### Task instructions
An exact reproduction of all the entries is the expected answer.

### Input
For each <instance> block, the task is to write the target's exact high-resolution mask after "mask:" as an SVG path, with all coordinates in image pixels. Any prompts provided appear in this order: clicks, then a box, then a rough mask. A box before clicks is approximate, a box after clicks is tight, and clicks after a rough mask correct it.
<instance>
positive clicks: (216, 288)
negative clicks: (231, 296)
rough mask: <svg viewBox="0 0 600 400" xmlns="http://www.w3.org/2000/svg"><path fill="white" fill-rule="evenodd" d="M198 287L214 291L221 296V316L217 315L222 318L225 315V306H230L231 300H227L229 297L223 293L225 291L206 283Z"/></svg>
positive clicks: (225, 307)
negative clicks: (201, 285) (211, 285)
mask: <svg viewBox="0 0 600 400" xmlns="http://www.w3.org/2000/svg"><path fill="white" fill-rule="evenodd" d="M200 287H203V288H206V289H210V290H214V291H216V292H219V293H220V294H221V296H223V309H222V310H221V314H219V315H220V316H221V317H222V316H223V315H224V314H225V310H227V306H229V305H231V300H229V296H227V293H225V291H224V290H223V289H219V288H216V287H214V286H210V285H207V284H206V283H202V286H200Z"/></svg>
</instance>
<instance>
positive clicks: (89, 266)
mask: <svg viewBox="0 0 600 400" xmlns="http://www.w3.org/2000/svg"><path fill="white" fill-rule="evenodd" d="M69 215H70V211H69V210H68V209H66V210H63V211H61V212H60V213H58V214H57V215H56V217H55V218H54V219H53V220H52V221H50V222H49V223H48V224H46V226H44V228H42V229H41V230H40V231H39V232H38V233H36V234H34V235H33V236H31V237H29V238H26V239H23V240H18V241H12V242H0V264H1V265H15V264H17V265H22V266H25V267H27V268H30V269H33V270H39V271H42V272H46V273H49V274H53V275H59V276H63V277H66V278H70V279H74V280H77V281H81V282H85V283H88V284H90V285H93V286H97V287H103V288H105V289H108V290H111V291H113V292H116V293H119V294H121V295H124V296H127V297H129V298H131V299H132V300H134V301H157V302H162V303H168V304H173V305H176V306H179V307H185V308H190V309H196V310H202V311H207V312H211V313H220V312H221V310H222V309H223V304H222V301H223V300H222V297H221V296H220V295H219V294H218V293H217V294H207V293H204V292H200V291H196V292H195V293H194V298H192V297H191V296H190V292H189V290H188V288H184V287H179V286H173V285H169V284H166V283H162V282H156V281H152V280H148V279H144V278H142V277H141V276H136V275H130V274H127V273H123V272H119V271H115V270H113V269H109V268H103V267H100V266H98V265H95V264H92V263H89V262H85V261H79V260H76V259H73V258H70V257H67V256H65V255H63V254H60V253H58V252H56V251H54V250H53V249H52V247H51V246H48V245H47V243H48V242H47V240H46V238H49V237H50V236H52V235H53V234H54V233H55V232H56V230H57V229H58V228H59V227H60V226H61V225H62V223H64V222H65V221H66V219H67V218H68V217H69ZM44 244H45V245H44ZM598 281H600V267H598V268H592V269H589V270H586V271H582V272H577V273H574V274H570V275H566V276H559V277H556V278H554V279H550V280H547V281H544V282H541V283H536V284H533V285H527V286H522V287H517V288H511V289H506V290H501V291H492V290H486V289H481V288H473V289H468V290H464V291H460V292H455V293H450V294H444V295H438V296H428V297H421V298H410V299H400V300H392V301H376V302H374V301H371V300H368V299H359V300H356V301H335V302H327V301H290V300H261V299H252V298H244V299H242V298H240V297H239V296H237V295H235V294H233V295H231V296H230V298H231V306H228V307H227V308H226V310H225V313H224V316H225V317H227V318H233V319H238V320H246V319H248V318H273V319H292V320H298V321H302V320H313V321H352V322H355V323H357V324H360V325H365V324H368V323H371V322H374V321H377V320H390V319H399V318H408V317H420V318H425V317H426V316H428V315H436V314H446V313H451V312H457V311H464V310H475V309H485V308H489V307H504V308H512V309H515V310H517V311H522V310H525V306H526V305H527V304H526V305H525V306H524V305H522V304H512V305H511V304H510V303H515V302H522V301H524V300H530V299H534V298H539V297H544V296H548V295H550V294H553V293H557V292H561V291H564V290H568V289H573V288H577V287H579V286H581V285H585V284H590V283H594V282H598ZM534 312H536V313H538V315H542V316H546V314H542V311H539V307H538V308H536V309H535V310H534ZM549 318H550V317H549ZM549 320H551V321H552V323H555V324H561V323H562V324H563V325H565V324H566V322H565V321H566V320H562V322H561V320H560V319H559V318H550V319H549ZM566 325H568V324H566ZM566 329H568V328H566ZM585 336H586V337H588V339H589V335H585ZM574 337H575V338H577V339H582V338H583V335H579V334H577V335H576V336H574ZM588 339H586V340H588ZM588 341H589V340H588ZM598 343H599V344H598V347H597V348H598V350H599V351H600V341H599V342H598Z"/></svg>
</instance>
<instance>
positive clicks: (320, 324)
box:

### Task answer
For each <instance> block, the task is to write the target's exact high-resolution mask after "mask:" as an SVG path, with all coordinates in image pixels. Any prompts provided appear in this order: clicks, then a box, then a rough mask. A box before clicks is approximate, a box after clicks is tight, and clicks after a rough mask correct it.
<instance>
positive clicks: (216, 288)
negative clicks: (231, 296)
rough mask: <svg viewBox="0 0 600 400" xmlns="http://www.w3.org/2000/svg"><path fill="white" fill-rule="evenodd" d="M198 287L214 291L221 296V316L217 315L222 318L225 315V306H230L231 300H227L229 297L223 293L225 291L206 283Z"/></svg>
positive clicks: (225, 307)
negative clicks: (201, 285) (211, 285)
mask: <svg viewBox="0 0 600 400" xmlns="http://www.w3.org/2000/svg"><path fill="white" fill-rule="evenodd" d="M200 287H203V288H206V289H210V290H214V291H216V292H219V293H220V294H221V296H223V309H222V310H221V314H219V315H220V316H221V317H222V316H223V315H224V314H225V310H227V306H229V305H231V300H229V296H227V293H225V291H224V290H223V289H219V288H216V287H214V286H210V285H207V284H206V283H202V286H200Z"/></svg>
</instance>
<instance>
positive clicks: (89, 266)
mask: <svg viewBox="0 0 600 400" xmlns="http://www.w3.org/2000/svg"><path fill="white" fill-rule="evenodd" d="M69 215H70V211H69V210H68V209H66V210H63V211H61V212H60V213H58V214H57V215H56V217H55V218H54V219H53V220H52V221H50V222H49V223H48V224H46V226H44V228H42V229H41V230H40V231H39V232H38V233H36V234H34V235H33V236H31V237H29V238H26V239H23V240H18V241H12V242H0V264H1V265H15V264H17V265H22V266H25V267H27V268H30V269H33V270H39V271H42V272H46V273H49V274H53V275H59V276H63V277H66V278H70V279H74V280H77V281H81V282H85V283H88V284H90V285H93V286H97V287H103V288H105V289H108V290H111V291H113V292H116V293H119V294H121V295H124V296H127V297H129V298H131V299H132V300H134V301H157V302H162V303H168V304H173V305H176V306H179V307H185V308H190V309H196V310H202V311H207V312H211V313H220V312H221V310H222V309H223V304H222V301H223V300H222V297H221V296H220V295H219V294H218V293H217V294H207V293H204V292H200V291H196V292H195V293H194V298H192V297H191V296H190V292H189V290H188V288H184V287H179V286H173V285H169V284H166V283H162V282H156V281H152V280H148V279H144V278H142V277H141V276H136V275H130V274H127V273H123V272H119V271H115V270H113V269H109V268H103V267H100V266H98V265H95V264H92V263H89V262H85V261H79V260H76V259H73V258H70V257H67V256H65V255H63V254H60V253H58V252H56V251H54V250H53V249H52V247H51V246H48V245H47V243H48V242H47V240H46V238H49V237H50V236H52V235H53V234H54V233H55V232H56V230H57V229H58V228H59V227H60V226H61V225H62V223H64V222H65V221H66V219H67V218H68V217H69ZM44 244H45V245H44ZM598 281H600V267H598V268H592V269H589V270H586V271H582V272H577V273H574V274H570V275H566V276H559V277H556V278H554V279H550V280H547V281H544V282H541V283H536V284H533V285H527V286H522V287H517V288H511V289H506V290H501V291H492V290H486V289H481V288H473V289H468V290H464V291H460V292H455V293H450V294H444V295H438V296H428V297H421V298H410V299H400V300H392V301H376V302H374V301H371V300H368V299H359V300H356V301H335V302H327V301H290V300H261V299H252V298H244V299H242V298H240V297H239V296H237V295H235V294H233V295H231V296H230V298H231V306H228V307H227V308H226V310H225V313H224V316H225V317H227V318H233V319H238V320H246V319H248V318H273V319H292V320H298V321H302V320H313V321H352V322H355V323H357V324H360V325H365V324H368V323H371V322H374V321H377V320H390V319H399V318H408V317H420V318H425V317H426V316H428V315H436V314H446V313H451V312H457V311H464V310H475V309H485V308H489V307H504V308H512V309H515V310H517V311H522V310H525V306H526V305H527V304H526V305H525V306H524V305H522V304H512V305H511V304H510V303H515V302H522V301H524V300H530V299H534V298H539V297H544V296H548V295H550V294H553V293H557V292H561V291H564V290H568V289H573V288H577V287H579V286H581V285H585V284H590V283H594V282H598ZM534 312H536V313H538V315H542V316H546V314H542V311H539V307H538V308H536V309H535V310H534ZM549 318H550V317H549ZM549 320H551V321H552V323H555V324H561V323H562V324H563V325H565V324H566V322H565V321H566V320H562V322H561V320H560V319H559V318H550V319H549ZM566 325H568V324H566ZM566 329H568V328H566ZM585 336H586V337H588V339H589V335H585ZM574 337H575V338H577V339H582V338H583V335H579V334H577V335H576V336H574ZM588 339H586V340H588ZM588 341H589V340H588ZM598 343H599V344H598V347H597V348H598V350H599V351H600V341H599V342H598Z"/></svg>
</instance>
<instance>
positive clicks: (320, 324)
box:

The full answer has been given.